START

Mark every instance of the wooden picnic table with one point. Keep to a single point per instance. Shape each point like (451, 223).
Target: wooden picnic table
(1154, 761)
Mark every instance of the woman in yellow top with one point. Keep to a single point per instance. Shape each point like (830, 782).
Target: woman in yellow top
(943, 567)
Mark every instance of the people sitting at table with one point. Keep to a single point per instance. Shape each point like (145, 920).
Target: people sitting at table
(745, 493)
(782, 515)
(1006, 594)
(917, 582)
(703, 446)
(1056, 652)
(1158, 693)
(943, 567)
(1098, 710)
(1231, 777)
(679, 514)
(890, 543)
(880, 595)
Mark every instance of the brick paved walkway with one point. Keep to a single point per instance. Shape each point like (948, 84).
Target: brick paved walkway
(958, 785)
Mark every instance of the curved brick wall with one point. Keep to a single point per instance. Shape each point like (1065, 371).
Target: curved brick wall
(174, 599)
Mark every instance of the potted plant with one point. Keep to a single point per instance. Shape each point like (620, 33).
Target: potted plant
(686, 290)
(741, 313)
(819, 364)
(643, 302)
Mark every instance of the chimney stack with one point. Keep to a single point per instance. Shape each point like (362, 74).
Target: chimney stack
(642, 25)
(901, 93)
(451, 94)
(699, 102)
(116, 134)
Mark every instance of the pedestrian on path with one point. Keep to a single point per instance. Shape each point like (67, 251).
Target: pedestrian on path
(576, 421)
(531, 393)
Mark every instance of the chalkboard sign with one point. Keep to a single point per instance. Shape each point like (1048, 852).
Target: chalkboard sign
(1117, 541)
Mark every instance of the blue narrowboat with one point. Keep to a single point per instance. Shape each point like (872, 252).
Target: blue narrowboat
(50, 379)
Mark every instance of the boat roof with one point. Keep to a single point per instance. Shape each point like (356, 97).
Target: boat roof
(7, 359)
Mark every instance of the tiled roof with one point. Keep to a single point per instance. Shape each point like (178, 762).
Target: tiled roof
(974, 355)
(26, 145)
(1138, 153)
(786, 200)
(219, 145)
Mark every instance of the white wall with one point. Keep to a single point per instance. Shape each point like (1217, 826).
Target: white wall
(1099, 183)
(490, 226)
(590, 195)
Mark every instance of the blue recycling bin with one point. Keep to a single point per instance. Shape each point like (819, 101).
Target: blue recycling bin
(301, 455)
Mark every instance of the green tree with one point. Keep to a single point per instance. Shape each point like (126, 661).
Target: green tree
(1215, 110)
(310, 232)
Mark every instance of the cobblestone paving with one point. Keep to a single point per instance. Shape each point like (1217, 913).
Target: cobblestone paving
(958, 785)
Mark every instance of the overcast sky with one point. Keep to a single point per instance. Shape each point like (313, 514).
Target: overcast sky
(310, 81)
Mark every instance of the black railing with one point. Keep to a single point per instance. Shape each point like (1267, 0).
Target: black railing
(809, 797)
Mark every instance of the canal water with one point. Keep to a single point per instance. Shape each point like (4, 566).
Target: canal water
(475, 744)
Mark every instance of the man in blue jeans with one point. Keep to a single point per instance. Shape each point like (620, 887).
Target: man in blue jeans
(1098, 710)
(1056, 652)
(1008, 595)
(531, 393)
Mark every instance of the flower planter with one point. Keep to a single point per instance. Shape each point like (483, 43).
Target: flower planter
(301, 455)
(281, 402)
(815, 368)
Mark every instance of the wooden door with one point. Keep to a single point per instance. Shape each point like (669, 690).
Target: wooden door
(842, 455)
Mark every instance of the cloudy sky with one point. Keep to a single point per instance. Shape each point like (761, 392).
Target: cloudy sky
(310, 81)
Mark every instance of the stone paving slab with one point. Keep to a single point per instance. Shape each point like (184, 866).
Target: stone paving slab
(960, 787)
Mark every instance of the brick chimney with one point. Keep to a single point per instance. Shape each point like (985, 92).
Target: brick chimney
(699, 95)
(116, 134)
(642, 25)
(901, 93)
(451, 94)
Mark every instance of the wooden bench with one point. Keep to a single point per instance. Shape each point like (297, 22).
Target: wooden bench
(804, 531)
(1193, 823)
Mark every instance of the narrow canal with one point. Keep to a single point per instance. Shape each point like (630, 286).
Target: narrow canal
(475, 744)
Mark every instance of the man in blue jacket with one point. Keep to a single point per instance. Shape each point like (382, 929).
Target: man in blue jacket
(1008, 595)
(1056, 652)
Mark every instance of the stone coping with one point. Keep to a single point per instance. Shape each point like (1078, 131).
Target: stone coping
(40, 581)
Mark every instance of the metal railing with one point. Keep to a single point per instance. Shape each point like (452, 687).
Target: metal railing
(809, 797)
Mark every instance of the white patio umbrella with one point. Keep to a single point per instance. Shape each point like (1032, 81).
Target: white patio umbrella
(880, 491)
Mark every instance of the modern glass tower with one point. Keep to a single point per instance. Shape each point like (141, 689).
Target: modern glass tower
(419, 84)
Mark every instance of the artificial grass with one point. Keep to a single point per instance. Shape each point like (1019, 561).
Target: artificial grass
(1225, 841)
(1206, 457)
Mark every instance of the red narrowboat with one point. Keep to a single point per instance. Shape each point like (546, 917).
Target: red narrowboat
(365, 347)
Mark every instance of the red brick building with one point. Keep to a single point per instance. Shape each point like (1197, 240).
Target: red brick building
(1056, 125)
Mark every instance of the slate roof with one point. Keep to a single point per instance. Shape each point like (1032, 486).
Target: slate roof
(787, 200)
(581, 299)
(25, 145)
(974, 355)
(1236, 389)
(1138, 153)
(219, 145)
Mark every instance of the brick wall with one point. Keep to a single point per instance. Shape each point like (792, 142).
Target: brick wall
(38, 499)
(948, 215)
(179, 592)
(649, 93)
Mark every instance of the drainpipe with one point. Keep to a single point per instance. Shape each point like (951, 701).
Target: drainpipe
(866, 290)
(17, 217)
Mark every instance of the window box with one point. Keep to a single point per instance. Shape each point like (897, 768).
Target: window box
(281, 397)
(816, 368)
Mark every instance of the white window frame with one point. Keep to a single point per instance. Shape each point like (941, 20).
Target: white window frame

END

### [Task brief]
Return exactly, and only, the line containing "Mark every instance of the artificial" and every line after it through the end of the material.

### [Exercise output]
Mark every instance of the artificial grass with one point. Keep to a single point per instance. Shape each point like (1019, 561).
Target: artificial grass
(1225, 841)
(1206, 457)
Mark every instance of the red narrowboat with one point. Keep to a single point per instance. Shape each point like (546, 917).
Target: red narrowboat
(365, 347)
Mark every instance of the red brick building with one point. Keep to a single point per instance. Shape each point like (1197, 240).
Target: red brick building
(1056, 125)
Mark every instance of the slate roof with one point. Keep to a single point per instance. Shape each point like (1032, 486).
Target: slate roof
(787, 200)
(581, 299)
(25, 145)
(974, 355)
(1236, 389)
(1138, 153)
(219, 145)
Mark every instance of the brick wall with one point. Keep to a single point per instance. Shape each point like (792, 142).
Target: brick wall
(38, 499)
(948, 215)
(179, 592)
(649, 93)
Mark every instance of the drainpipe with one point. Keep to a single point per instance. Shape each point like (951, 701).
Target: drainpipe
(866, 290)
(17, 217)
Mark every instance of the window box with one point. Keep to a single point per instance. Shape each point like (897, 768).
Target: window box
(281, 397)
(816, 368)
Mark every instance of the white window frame with one point. Keep to a single point per instance. Shape each point like (941, 20).
Target: white window frame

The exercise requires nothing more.